A coast guard barracks in Dellys, Algeria, lies in ruins after a booby-trapped car exploded there, killing dozens.

A statement posted on the group's Web site Sunday said Abu al-Muqdad al-Wahrani -- strapped with an explosives belt -- was unable to get past the security guards protecting Algerian President Abdelaziz Bouteflika when he visited the town of Batna on Thursday just east of the capital city, Algiers.

"The martyr was not able to reach his target ... and detonated his belt amid Bouteflika's security cordon," the statement said.

That attack killed 19 and wounded 107 others, state-run news agency Algerie Presse Service reported.

Al Qaeda Islamic Maghreb also claimed responsibility for Saturday's suicide attack on an Algerian Coast Guard barracks in the port of Dellys, some 50 miles (80 km) from Algiers.

The statement said the bomber -- who went by the name of Abu Musab al-Zarqawi, the slain leader of al Qaeda in Iraq -- drove a truck packed with 800 kilograms (1,760 lbs) of explosives into the barracks, surprising some 150 military personnel during their "morning gathering," the statement said.

The Saturday morning attack killed at least 50 people and wounded 47 others, according to Algeria's state-run media.

Al Qaeda Islamic Maghreb is formerly known as the Salafist Group for Preaching and Combat, a militant Islamic group waging war to overthrow the Algerian government.

The group claimed responsibility for a bomb attack in Algiers on the Algerian prime minister's office in April. Algeria's prime minster was not hurt, but 12 people were killed and 118 were wounded

According to the Council on Foreign Relations, the group declared its allegiance to al Qaeda as early as 2003 and was officially approved by al Qaeda's second-in-command Ayman al-Zawahiri in a videotape released last year on the 5th anniversary of the 9/11 attacks.

The United States considers Algeria an important player in the fight against terrorism and the spread of Islamic fundamentalism.

However, after the military halted an election that would have installed an Islamic government, the North African country dealt with an insurgency throughout the 1990s that left at least 100,000 people dead, according to the CIA Factbook.

Algeria also contends with a restive Berber minority that seeks autonomy, as well as an al Qaeda affiliate.

==========

■ **ASSIGNMENT A**:
Based on the report about attacks in Algeria, say whether each statement below agrees with it. Answer yes or no for each, and quote the words from the report that decide it.
(i) The attack in Batna killed 19 people.
(ii) The bomber in Batna got past the guards protecting President Bouteflika.
(iii) Dellys lies about 50 miles from Algiers.
■ **ASSIGNMENT B**:
Answer these questions from the report about attacks in Algeria.
(i) What name did Al Qaeda Islamic Maghreb go by before?
(ii) According to the Council on Foreign Relations, how early did the group declare its allegiance to al Qaeda?
(iii) According to the CIA Factbook, how many people died in the insurgency of the 1990s?

■ **EXTRACTED MATERIAL**:
==========

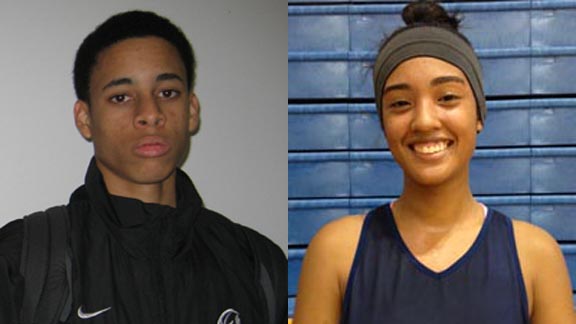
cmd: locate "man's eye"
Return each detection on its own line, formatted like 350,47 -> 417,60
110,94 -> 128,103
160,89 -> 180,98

==========

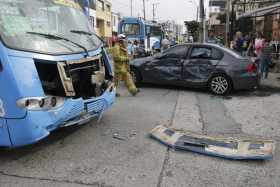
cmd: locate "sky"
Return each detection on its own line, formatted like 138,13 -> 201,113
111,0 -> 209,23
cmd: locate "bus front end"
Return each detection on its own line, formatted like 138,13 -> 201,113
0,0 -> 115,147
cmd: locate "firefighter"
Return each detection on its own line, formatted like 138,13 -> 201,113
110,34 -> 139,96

==========

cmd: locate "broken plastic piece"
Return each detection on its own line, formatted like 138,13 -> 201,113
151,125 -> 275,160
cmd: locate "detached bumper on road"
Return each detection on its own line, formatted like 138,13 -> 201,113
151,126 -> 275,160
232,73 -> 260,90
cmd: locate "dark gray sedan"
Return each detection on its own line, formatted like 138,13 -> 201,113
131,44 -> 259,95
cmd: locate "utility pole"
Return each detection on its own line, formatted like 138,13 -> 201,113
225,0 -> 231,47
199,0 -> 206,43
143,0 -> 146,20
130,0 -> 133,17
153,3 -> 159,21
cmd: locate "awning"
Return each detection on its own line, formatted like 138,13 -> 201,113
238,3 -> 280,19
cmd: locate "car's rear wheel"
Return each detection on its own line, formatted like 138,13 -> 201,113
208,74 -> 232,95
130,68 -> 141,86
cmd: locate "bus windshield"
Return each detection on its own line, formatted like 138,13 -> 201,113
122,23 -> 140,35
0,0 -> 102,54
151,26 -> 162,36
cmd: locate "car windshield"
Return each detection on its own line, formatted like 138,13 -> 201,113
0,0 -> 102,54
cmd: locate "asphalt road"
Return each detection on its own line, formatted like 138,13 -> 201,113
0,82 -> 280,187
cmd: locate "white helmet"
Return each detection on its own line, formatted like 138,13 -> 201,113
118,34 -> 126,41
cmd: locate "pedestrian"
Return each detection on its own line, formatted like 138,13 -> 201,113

==========

■ **ANSWER AREA A**:
(i) Yes: "That attack killed 19 and wounded 107 others"
(ii) No: "was unable to get past the security guards protecting Algerian President Abdelaziz Bouteflika"
(iii) Yes: "some 50 miles (80 km) from Algiers"

■ **ANSWER AREA B**:
(i) The Salafist Group for Preaching and Combat
(ii) As early as 2003
(iii) At least 100,000